TO DO — Print all the data, keeping every line exactly as it is.

(Collection entries)
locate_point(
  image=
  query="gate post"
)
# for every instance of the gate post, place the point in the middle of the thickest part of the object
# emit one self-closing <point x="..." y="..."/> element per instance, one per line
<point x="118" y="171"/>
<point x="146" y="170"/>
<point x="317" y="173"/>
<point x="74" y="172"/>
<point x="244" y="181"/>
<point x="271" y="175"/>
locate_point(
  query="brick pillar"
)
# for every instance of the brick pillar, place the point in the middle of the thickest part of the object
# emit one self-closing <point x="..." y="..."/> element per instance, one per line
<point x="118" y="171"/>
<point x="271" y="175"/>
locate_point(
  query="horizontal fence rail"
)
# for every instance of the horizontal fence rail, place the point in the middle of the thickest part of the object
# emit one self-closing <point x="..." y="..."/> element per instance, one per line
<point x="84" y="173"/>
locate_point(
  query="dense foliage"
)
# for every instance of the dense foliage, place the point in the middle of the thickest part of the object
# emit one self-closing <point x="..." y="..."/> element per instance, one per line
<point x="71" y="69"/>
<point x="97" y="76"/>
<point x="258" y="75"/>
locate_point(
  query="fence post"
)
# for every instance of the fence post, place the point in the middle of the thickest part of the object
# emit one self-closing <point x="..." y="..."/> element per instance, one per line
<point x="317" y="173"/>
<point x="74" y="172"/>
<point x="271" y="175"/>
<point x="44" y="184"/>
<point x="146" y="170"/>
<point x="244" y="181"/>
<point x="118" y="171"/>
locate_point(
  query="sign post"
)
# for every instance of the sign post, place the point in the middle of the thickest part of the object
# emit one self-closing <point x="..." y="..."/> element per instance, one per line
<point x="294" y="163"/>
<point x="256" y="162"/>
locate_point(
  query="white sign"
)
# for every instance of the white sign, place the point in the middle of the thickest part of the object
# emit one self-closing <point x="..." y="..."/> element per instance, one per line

RESULT BELOW —
locate_point(
  image=
  query="gate post"
)
# for every instance of the gate post, place the point in the middle of the thickest part of the object
# emit one self-closing <point x="..." y="..."/> element per instance, one per line
<point x="118" y="171"/>
<point x="146" y="170"/>
<point x="317" y="173"/>
<point x="74" y="172"/>
<point x="244" y="181"/>
<point x="271" y="175"/>
locate_point(
  query="brick pillar"
)
# for every instance of the brick pillar, place the point in the middle of the thickest part of the object
# emit one self-closing <point x="..." y="..."/> element per instance, one per line
<point x="118" y="171"/>
<point x="271" y="175"/>
locate_point(
  query="horizontal fence rail"
)
# for every instance of the horizontal fence rail, place the point in the middle of the thickest part of the object
# emit one self-closing <point x="..." y="..."/> element per instance, one per line
<point x="84" y="173"/>
locate_point(
  query="dense foliage"
)
# for every instance of the dense foliage, place the point in the middle of the thickest part of the object
# emit one self-closing <point x="..." y="..."/> element per instance, one per line
<point x="71" y="69"/>
<point x="97" y="76"/>
<point x="258" y="75"/>
locate_point(
  query="fence post"
)
# for every instance of the fence post, place the point in the middle of the thickest part of the object
# emit one self-closing <point x="..." y="..."/> element per instance, one per line
<point x="317" y="173"/>
<point x="74" y="172"/>
<point x="271" y="175"/>
<point x="44" y="184"/>
<point x="146" y="170"/>
<point x="244" y="181"/>
<point x="118" y="171"/>
locate_point(
  query="sign post"
)
# for every instance of the sign post, place the point in the middle of the thickest part of the object
# emit one self-closing <point x="..." y="..."/> element per instance, one per line
<point x="294" y="163"/>
<point x="256" y="162"/>
locate_point(
  query="white sign"
)
# for every instance of the white sign, place the point in the middle of the thickest part of the object
# emit one self-closing <point x="..." y="..."/> element per instance, one per line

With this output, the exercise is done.